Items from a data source
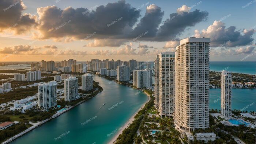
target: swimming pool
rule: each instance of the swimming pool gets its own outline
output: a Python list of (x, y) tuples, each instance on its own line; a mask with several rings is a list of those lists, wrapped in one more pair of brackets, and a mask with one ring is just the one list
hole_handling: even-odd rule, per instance
[(67, 109), (67, 108), (63, 108), (60, 110), (59, 110), (59, 111), (57, 111), (57, 113), (62, 112), (62, 111), (64, 111), (66, 109)]
[(157, 131), (157, 130), (153, 130), (153, 131), (152, 131), (151, 132), (151, 135), (154, 135), (154, 134), (155, 134), (155, 132), (158, 131)]
[(241, 120), (237, 120), (235, 119), (230, 119), (229, 120), (229, 121), (231, 123), (231, 124), (236, 125), (245, 124), (247, 125), (250, 124), (246, 123)]

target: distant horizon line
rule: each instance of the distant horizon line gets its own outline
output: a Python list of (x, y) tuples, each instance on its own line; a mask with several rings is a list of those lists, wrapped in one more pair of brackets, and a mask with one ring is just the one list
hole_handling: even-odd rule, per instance
[[(75, 59), (74, 59), (75, 60)], [(53, 61), (57, 61), (57, 62), (61, 62), (61, 61), (54, 61), (54, 60), (52, 60)], [(136, 61), (138, 61), (138, 60), (136, 60)], [(121, 61), (122, 61), (122, 60), (121, 60)], [(46, 61), (48, 61), (46, 60)], [(89, 60), (83, 61), (77, 61), (77, 62), (86, 62), (87, 61), (89, 61)], [(129, 60), (128, 61), (129, 61)], [(154, 61), (147, 61), (154, 62)], [(210, 61), (210, 62), (256, 62), (256, 61)], [(8, 63), (8, 62), (9, 63), (14, 63), (14, 62), (17, 63), (17, 62), (41, 62), (41, 61), (0, 61), (0, 63)]]

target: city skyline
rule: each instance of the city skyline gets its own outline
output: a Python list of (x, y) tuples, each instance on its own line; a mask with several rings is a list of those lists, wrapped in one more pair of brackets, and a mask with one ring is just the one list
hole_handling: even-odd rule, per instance
[[(190, 36), (211, 39), (210, 61), (256, 60), (253, 56), (256, 53), (256, 26), (252, 24), (255, 21), (255, 13), (250, 12), (255, 11), (255, 7), (251, 1), (215, 3), (195, 0), (127, 0), (109, 1), (108, 3), (101, 0), (76, 0), (72, 4), (65, 0), (37, 1), (0, 2), (0, 8), (5, 14), (0, 18), (6, 20), (0, 24), (0, 61), (30, 61), (31, 59), (59, 61), (64, 58), (86, 61), (95, 56), (100, 59), (153, 61), (155, 55), (174, 52), (180, 40)], [(15, 4), (10, 7), (12, 4)], [(217, 6), (220, 10), (216, 12), (214, 8)], [(229, 6), (240, 10), (225, 9)], [(120, 12), (105, 18), (99, 16), (101, 9), (105, 11), (103, 15), (113, 10)], [(69, 10), (81, 17), (72, 17)], [(16, 17), (8, 16), (12, 13), (17, 14)], [(49, 16), (46, 15), (48, 13), (50, 13)], [(58, 19), (59, 22), (53, 20), (52, 16), (58, 17), (64, 13), (67, 14), (66, 17)], [(254, 16), (249, 17), (248, 13)], [(96, 24), (91, 30), (83, 27), (80, 24), (84, 21), (87, 24), (86, 19), (89, 16), (102, 24)], [(193, 19), (184, 23), (182, 20), (188, 17)], [(78, 20), (79, 19), (81, 21)], [(154, 23), (147, 25), (148, 19), (154, 19), (151, 21)], [(42, 24), (50, 20), (52, 23)], [(94, 25), (93, 21), (89, 25)], [(81, 32), (78, 33), (77, 31)], [(108, 35), (110, 36), (106, 36)]]

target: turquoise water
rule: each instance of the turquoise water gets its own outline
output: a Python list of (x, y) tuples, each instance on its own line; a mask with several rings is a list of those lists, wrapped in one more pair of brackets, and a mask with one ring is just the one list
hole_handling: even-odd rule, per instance
[(67, 109), (67, 108), (63, 108), (62, 109), (57, 111), (57, 112), (60, 112)]
[[(232, 109), (256, 111), (256, 89), (233, 88)], [(211, 109), (221, 109), (221, 89), (210, 89)]]
[(241, 124), (245, 124), (245, 125), (249, 125), (250, 124), (247, 123), (243, 120), (237, 120), (234, 119), (230, 119), (229, 120), (229, 121), (231, 123), (233, 124), (236, 125), (240, 125)]
[(231, 72), (256, 74), (256, 61), (210, 61), (210, 66), (211, 71), (226, 69)]
[[(110, 81), (104, 78), (94, 76), (94, 79), (99, 83), (103, 91), (11, 143), (107, 143), (148, 97), (137, 89), (116, 83), (110, 84)], [(58, 137), (61, 137), (55, 140)]]

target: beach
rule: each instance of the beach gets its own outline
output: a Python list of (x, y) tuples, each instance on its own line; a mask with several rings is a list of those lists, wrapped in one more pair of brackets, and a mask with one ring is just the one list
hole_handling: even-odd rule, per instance
[[(117, 83), (118, 83), (118, 84), (121, 84), (121, 83), (119, 83), (118, 82), (116, 82)], [(131, 87), (131, 88), (133, 88), (137, 89), (138, 89), (137, 88), (133, 88), (132, 87), (130, 87), (128, 85), (126, 85), (129, 87)], [(147, 93), (146, 92), (145, 92), (144, 91), (143, 91), (148, 96), (148, 100), (143, 105), (142, 105), (141, 107), (140, 107), (140, 108), (138, 110), (138, 111), (136, 112), (135, 113), (133, 114), (133, 115), (132, 115), (132, 116), (128, 120), (128, 121), (124, 124), (124, 125), (123, 127), (122, 127), (122, 128), (121, 129), (121, 130), (119, 131), (118, 132), (118, 133), (115, 136), (113, 137), (113, 139), (108, 143), (108, 144), (113, 144), (116, 140), (116, 139), (118, 137), (118, 136), (119, 136), (119, 135), (121, 135), (123, 133), (123, 131), (126, 129), (126, 128), (127, 128), (128, 127), (129, 127), (129, 125), (130, 124), (131, 124), (132, 123), (132, 121), (134, 120), (134, 117), (135, 117), (135, 116), (137, 115), (137, 113), (138, 113), (138, 112), (142, 109), (144, 107), (145, 105), (149, 101), (149, 100), (150, 100), (150, 96), (148, 95)]]

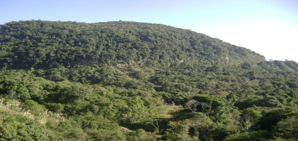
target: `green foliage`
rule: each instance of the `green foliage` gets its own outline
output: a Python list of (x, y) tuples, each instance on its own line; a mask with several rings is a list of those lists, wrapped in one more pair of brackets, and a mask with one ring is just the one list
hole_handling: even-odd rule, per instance
[(189, 30), (12, 22), (0, 68), (1, 140), (297, 140), (298, 64)]

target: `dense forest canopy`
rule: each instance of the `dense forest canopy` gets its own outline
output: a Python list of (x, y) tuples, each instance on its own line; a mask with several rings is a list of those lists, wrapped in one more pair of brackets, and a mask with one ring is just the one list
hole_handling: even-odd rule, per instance
[(0, 140), (296, 140), (298, 63), (122, 21), (0, 25)]

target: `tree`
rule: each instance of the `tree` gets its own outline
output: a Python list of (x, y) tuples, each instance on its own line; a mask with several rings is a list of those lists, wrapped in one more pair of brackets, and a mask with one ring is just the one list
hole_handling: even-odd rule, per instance
[(200, 102), (199, 104), (202, 106), (202, 112), (204, 112), (204, 109), (206, 108), (210, 108), (210, 105), (208, 104), (205, 102)]
[(256, 121), (251, 116), (247, 114), (244, 114), (240, 119), (239, 124), (242, 130), (248, 132), (250, 130), (251, 127)]
[[(155, 122), (156, 123), (155, 123), (154, 122)], [(158, 130), (159, 126), (158, 126), (158, 122), (157, 120), (149, 121), (147, 121), (146, 123), (152, 124), (154, 126), (154, 127), (155, 128), (155, 129), (156, 130), (156, 131), (157, 132), (157, 133), (158, 133), (159, 132), (159, 131)], [(156, 125), (156, 126), (155, 126)]]
[(200, 103), (195, 100), (192, 99), (185, 103), (184, 104), (186, 108), (190, 110), (193, 112), (195, 112), (197, 110), (197, 106), (200, 104)]

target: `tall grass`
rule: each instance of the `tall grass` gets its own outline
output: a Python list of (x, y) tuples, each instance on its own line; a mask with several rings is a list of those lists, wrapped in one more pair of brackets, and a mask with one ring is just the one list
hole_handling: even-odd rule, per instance
[(13, 101), (12, 103), (4, 104), (4, 99), (0, 98), (0, 111), (3, 111), (10, 113), (11, 115), (18, 115), (38, 120), (41, 123), (44, 124), (48, 121), (54, 121), (59, 123), (63, 121), (69, 117), (62, 113), (53, 113), (51, 111), (45, 111), (40, 112), (39, 114), (32, 114), (30, 109), (21, 108), (18, 106), (21, 102), (16, 100)]

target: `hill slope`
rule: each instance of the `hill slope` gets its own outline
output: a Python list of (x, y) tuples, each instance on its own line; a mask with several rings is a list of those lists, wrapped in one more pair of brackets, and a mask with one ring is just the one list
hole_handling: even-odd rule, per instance
[(51, 140), (297, 137), (282, 128), (297, 122), (298, 64), (266, 61), (189, 30), (121, 21), (12, 22), (0, 25), (0, 97), (36, 113), (71, 116), (42, 128), (63, 129)]

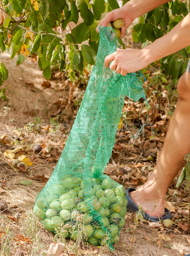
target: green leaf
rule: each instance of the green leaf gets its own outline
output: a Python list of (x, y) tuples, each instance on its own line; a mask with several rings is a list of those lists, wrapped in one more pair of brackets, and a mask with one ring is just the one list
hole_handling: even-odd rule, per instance
[(81, 23), (76, 26), (71, 32), (71, 35), (74, 37), (77, 44), (81, 44), (87, 40), (89, 38), (89, 28), (84, 23)]
[(2, 79), (4, 81), (8, 78), (9, 71), (2, 62), (0, 64), (0, 72), (2, 75)]
[(135, 43), (137, 43), (138, 41), (138, 33), (136, 31), (133, 31), (133, 40)]
[(49, 80), (51, 77), (51, 71), (50, 65), (48, 65), (43, 70), (43, 75), (45, 78)]
[[(3, 76), (2, 76), (2, 74), (0, 72), (0, 86), (2, 85), (3, 84)], [(0, 93), (1, 91), (2, 91), (2, 90), (1, 89), (0, 89)]]
[(4, 28), (7, 28), (8, 27), (8, 26), (9, 24), (9, 23), (11, 21), (11, 18), (10, 17), (9, 17), (9, 16), (8, 16), (6, 19), (5, 20), (4, 20), (3, 21), (3, 27)]
[(98, 47), (99, 46), (99, 40), (97, 41), (91, 41), (90, 39), (88, 44), (94, 50), (96, 54), (98, 52)]
[(53, 3), (49, 7), (49, 9), (51, 11), (49, 12), (48, 17), (49, 19), (53, 20), (62, 20), (62, 15), (61, 12), (58, 11), (57, 9)]
[(71, 4), (71, 20), (73, 21), (74, 23), (77, 24), (79, 20), (79, 13), (78, 12), (77, 8), (74, 2), (73, 2)]
[(63, 20), (62, 21), (62, 22), (61, 23), (61, 26), (62, 27), (62, 28), (63, 29), (63, 30), (65, 30), (65, 29), (67, 27), (67, 26), (68, 24), (68, 22), (66, 20)]
[(91, 41), (96, 41), (99, 39), (99, 35), (96, 31), (96, 29), (92, 29), (91, 31)]
[(94, 15), (85, 3), (82, 3), (80, 9), (80, 15), (84, 20), (84, 23), (90, 26), (94, 22)]
[(61, 59), (59, 64), (59, 69), (60, 72), (64, 72), (64, 70), (65, 68), (65, 61), (62, 58)]
[(23, 8), (20, 7), (18, 5), (16, 0), (13, 0), (12, 1), (12, 6), (13, 10), (17, 12), (17, 13), (21, 13), (23, 12)]
[(94, 4), (96, 6), (97, 9), (99, 10), (101, 14), (105, 12), (105, 0), (95, 0)]
[(89, 64), (95, 65), (96, 55), (94, 51), (87, 44), (82, 44), (81, 49), (85, 61)]
[(108, 0), (108, 8), (111, 11), (119, 8), (119, 6), (116, 0)]
[(168, 83), (168, 81), (167, 79), (166, 79), (166, 78), (164, 76), (162, 76), (161, 77), (161, 79), (162, 81), (162, 82), (163, 83), (164, 83), (164, 84), (167, 84)]
[(48, 44), (53, 41), (54, 38), (55, 36), (53, 35), (45, 35), (44, 36), (42, 43), (45, 44)]
[(62, 44), (58, 44), (56, 46), (55, 50), (53, 52), (52, 56), (51, 57), (51, 63), (50, 63), (51, 65), (52, 64), (55, 58), (56, 57), (56, 56), (57, 56), (57, 55), (59, 55), (59, 53), (60, 50), (62, 47)]
[(78, 51), (72, 49), (69, 52), (69, 58), (71, 62), (71, 67), (74, 71), (80, 63), (80, 53)]
[(34, 41), (33, 44), (30, 50), (31, 52), (37, 52), (40, 47), (42, 38), (42, 35), (38, 34)]
[(66, 35), (66, 38), (67, 39), (67, 41), (68, 41), (70, 43), (72, 43), (72, 44), (77, 44), (75, 39), (71, 34), (67, 34)]
[(77, 66), (77, 68), (79, 70), (82, 72), (84, 69), (84, 58), (82, 51), (79, 51), (79, 53), (80, 54), (80, 63)]
[(39, 11), (45, 20), (48, 16), (49, 11), (49, 4), (47, 1), (40, 0), (39, 4)]
[(156, 26), (159, 25), (163, 16), (163, 12), (161, 12), (160, 8), (157, 7), (154, 10), (154, 16)]
[(172, 7), (172, 13), (173, 16), (180, 13), (180, 6), (178, 1), (176, 1), (173, 3)]
[(135, 25), (133, 26), (133, 31), (136, 31), (137, 33), (139, 33), (141, 29), (141, 27), (142, 26), (141, 23), (138, 23), (136, 25)]
[(99, 9), (95, 4), (93, 4), (92, 9), (93, 10), (94, 19), (96, 20), (99, 20), (101, 18), (101, 13)]
[[(71, 11), (68, 10), (68, 6), (67, 3), (66, 3), (65, 6), (64, 12), (64, 15), (66, 19), (67, 20), (70, 21), (70, 20), (69, 20), (71, 17)], [(78, 14), (78, 15), (79, 15)]]
[[(39, 49), (40, 47), (39, 48)], [(41, 55), (42, 56), (39, 58), (40, 59), (40, 69), (44, 70), (46, 67), (49, 65), (50, 63), (50, 61), (47, 61), (46, 59), (46, 52), (47, 52), (47, 47), (46, 45), (42, 44), (41, 45)], [(38, 56), (39, 56), (38, 55)], [(40, 67), (40, 65), (39, 65)]]
[(29, 16), (29, 20), (31, 22), (32, 28), (38, 27), (39, 21), (36, 14), (33, 12)]
[(56, 1), (53, 1), (53, 2), (54, 3), (54, 6), (56, 8), (57, 12), (61, 13), (65, 6), (65, 0), (56, 0)]
[(20, 42), (23, 35), (23, 30), (22, 29), (20, 29), (17, 31), (17, 33), (14, 35), (12, 39), (12, 42), (14, 46), (18, 45)]
[(165, 10), (162, 17), (163, 26), (164, 29), (166, 30), (167, 28), (170, 18), (169, 17), (168, 13), (167, 10)]
[(20, 181), (20, 184), (25, 186), (30, 186), (32, 183), (33, 182), (33, 180), (22, 180)]
[(22, 9), (25, 9), (26, 5), (26, 0), (17, 0), (17, 2), (19, 6)]
[(179, 3), (180, 6), (180, 10), (181, 13), (182, 13), (184, 16), (186, 16), (188, 14), (188, 9), (187, 7), (187, 4), (185, 4), (183, 2), (180, 2)]
[(119, 43), (119, 44), (121, 44), (122, 45), (122, 46), (123, 47), (122, 49), (125, 49), (125, 44), (123, 43), (123, 42), (122, 41), (122, 38), (119, 38), (117, 39), (118, 39), (118, 41)]
[(57, 40), (57, 38), (55, 38), (54, 40), (53, 40), (51, 43), (50, 43), (50, 44), (48, 45), (48, 50), (47, 51), (46, 54), (46, 58), (48, 61), (49, 61), (49, 64), (50, 64), (50, 60), (51, 58), (51, 56), (52, 55), (52, 53), (54, 51), (54, 49), (55, 49), (56, 47), (56, 45), (60, 43), (60, 42), (58, 42), (58, 40)]
[(11, 58), (11, 60), (12, 60), (12, 59), (14, 58), (14, 57), (15, 56), (17, 52), (17, 51), (18, 50), (18, 49), (17, 49), (17, 48), (16, 47), (15, 47), (15, 46), (14, 46), (14, 45), (12, 45), (12, 44), (11, 46), (11, 57), (10, 58)]
[(22, 54), (19, 54), (18, 56), (18, 58), (17, 61), (17, 65), (20, 65), (20, 64), (26, 58)]
[[(1, 84), (1, 80), (0, 79), (0, 85), (2, 84)], [(7, 99), (7, 98), (6, 97), (6, 95), (4, 93), (6, 90), (6, 88), (3, 88), (3, 90), (0, 89), (0, 99), (4, 99), (4, 100), (6, 100)]]
[(180, 184), (181, 182), (184, 180), (185, 179), (185, 177), (186, 177), (186, 169), (185, 166), (183, 168), (181, 172), (181, 173), (180, 175), (179, 175), (179, 177), (178, 178), (178, 180), (177, 182), (177, 184), (176, 184), (176, 187), (178, 189), (179, 186), (180, 186)]
[(5, 51), (6, 47), (5, 43), (3, 39), (0, 39), (0, 49), (2, 52)]

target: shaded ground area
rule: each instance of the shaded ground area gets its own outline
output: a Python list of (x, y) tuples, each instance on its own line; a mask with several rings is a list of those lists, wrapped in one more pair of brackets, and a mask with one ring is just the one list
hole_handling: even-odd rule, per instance
[[(0, 60), (9, 72), (3, 85), (7, 88), (8, 100), (0, 102), (0, 200), (8, 206), (0, 215), (0, 239), (4, 233), (8, 239), (6, 248), (1, 244), (1, 253), (16, 255), (23, 252), (25, 255), (42, 255), (55, 239), (36, 219), (33, 207), (37, 194), (48, 180), (64, 148), (90, 72), (85, 70), (83, 79), (79, 77), (73, 86), (66, 76), (53, 70), (49, 83), (43, 78), (35, 58), (20, 66), (16, 66), (16, 61), (10, 60), (8, 55), (1, 55)], [(158, 74), (156, 80), (154, 78)], [(150, 104), (147, 111), (143, 111), (148, 113), (149, 124), (133, 145), (129, 146), (133, 134), (146, 119), (142, 113), (139, 117), (143, 103), (130, 102), (126, 118), (130, 131), (128, 130), (125, 118), (128, 105), (126, 99), (112, 155), (105, 171), (126, 188), (142, 184), (153, 172), (177, 99), (175, 87), (169, 80), (166, 83), (162, 79), (159, 70), (150, 67), (147, 75), (149, 79), (145, 87)], [(169, 86), (173, 93), (168, 92)], [(37, 144), (43, 148), (39, 154), (33, 151)], [(14, 155), (9, 151), (13, 149)], [(15, 169), (11, 165), (13, 159), (22, 156), (30, 157), (32, 164), (26, 171)], [(20, 183), (26, 180), (31, 183)], [(79, 247), (77, 243), (68, 239), (65, 250), (67, 254), (64, 256), (176, 256), (190, 253), (189, 192), (184, 183), (176, 189), (177, 180), (176, 178), (171, 184), (166, 198), (166, 206), (173, 217), (172, 228), (165, 229), (161, 224), (156, 227), (145, 221), (139, 221), (136, 225), (134, 215), (128, 213), (113, 252), (85, 244)], [(7, 248), (9, 251), (6, 251)]]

* [Aim]: Print everything in the records above from their start down to the line containing "61), (0, 63)]]", keeping both ends and leaving the pictures out of your answer.

* [Task solution]:
target: swimming pool
rule: each instance of the swimming pool gets its own outline
output: a Python list of (x, y) tuples, each instance on its own line; a mask with several rings is a list of those lists, wrapped in one more pair of brackets, and a mask with one ring is just the one list
hole_handling: even-odd rule, per instance
[(67, 109), (67, 108), (63, 108), (60, 110), (59, 110), (59, 111), (57, 111), (57, 113), (62, 112), (62, 111), (64, 111), (66, 109)]
[(157, 131), (157, 130), (153, 130), (153, 131), (152, 131), (151, 132), (151, 135), (154, 135), (154, 134), (155, 134), (155, 132), (158, 131)]
[(241, 120), (237, 120), (235, 119), (230, 119), (229, 120), (229, 121), (231, 123), (231, 124), (236, 125), (245, 124), (247, 125), (250, 124), (246, 123)]

target: distant horizon line
rule: each instance of the distant horizon line gets its own outline
output: a Python list of (x, y) tuples, each instance on its own line; a mask with several rings is a list of those lists, wrapped in one more pair of brackets, and a mask with one ring is just the one list
hole_handling: even-odd rule, per instance
[[(75, 59), (74, 59), (75, 60)], [(53, 61), (57, 61), (57, 62), (61, 62), (61, 61), (54, 61), (54, 60), (52, 60)], [(136, 61), (138, 61), (138, 60), (136, 60)], [(121, 61), (122, 61), (122, 60), (121, 60)], [(46, 61), (48, 61), (46, 60)], [(89, 60), (83, 61), (77, 61), (77, 62), (86, 62), (87, 61), (89, 61)], [(129, 60), (128, 61), (129, 61)], [(154, 61), (147, 61), (154, 62)], [(210, 61), (210, 62), (256, 62), (256, 61)], [(8, 63), (8, 62), (9, 63), (14, 63), (14, 62), (17, 63), (17, 62), (41, 62), (41, 61), (0, 61), (0, 63)]]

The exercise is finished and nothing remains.